§ Exercise directions
Extract every line of the items below that contains the string "white". Matching is case-sensitive.

§ Information shown
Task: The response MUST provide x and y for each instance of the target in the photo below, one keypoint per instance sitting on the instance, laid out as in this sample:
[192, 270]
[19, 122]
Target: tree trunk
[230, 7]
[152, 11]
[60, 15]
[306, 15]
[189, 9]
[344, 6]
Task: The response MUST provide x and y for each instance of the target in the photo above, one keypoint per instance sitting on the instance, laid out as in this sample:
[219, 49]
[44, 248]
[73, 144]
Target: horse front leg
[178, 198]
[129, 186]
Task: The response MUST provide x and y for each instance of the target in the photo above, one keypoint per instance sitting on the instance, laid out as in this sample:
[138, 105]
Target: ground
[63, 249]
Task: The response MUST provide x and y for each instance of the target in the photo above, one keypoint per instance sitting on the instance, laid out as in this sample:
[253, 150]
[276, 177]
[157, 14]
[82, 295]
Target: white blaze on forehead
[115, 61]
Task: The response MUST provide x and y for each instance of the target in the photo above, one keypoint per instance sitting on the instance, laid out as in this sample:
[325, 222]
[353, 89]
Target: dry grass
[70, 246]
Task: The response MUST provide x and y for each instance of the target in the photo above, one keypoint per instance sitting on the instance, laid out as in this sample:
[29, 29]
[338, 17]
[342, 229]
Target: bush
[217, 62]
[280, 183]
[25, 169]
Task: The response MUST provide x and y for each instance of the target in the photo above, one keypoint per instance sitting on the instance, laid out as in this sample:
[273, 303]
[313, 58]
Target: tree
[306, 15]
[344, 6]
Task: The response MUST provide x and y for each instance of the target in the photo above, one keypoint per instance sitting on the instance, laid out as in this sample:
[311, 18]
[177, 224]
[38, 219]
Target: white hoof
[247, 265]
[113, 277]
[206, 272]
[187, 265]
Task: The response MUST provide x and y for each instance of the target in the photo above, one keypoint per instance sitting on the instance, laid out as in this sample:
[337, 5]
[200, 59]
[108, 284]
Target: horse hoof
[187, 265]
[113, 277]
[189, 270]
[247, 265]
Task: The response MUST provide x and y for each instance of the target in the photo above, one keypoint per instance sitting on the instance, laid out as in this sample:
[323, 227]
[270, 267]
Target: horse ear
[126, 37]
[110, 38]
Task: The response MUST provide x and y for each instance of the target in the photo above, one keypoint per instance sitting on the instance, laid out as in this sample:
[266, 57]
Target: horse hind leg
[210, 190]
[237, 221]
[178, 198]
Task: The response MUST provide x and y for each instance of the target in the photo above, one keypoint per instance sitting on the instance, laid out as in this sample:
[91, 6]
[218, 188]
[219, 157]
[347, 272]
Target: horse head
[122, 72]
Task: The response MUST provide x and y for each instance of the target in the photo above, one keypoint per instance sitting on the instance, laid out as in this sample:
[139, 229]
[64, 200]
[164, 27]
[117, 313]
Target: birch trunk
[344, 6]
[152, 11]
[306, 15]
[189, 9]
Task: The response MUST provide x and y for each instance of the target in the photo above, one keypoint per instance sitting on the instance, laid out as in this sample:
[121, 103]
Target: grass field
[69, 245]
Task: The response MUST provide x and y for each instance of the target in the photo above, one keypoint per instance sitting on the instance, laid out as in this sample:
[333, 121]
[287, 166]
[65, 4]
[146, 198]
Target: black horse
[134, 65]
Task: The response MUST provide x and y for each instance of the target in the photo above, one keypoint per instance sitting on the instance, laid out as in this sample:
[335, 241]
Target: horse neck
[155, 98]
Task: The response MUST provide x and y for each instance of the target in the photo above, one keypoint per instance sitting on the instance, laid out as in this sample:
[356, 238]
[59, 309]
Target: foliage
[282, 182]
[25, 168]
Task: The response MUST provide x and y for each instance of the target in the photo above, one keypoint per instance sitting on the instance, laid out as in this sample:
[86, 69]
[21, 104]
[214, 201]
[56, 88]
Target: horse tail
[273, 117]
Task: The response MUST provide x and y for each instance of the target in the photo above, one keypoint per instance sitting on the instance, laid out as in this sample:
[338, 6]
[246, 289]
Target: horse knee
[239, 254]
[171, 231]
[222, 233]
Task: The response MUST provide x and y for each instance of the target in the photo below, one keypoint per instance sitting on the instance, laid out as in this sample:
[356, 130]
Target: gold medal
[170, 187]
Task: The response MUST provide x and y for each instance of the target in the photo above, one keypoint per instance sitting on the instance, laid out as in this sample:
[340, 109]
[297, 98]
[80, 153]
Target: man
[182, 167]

§ Answer to this exercise
Target: white blaze on forehead
Target: white hoof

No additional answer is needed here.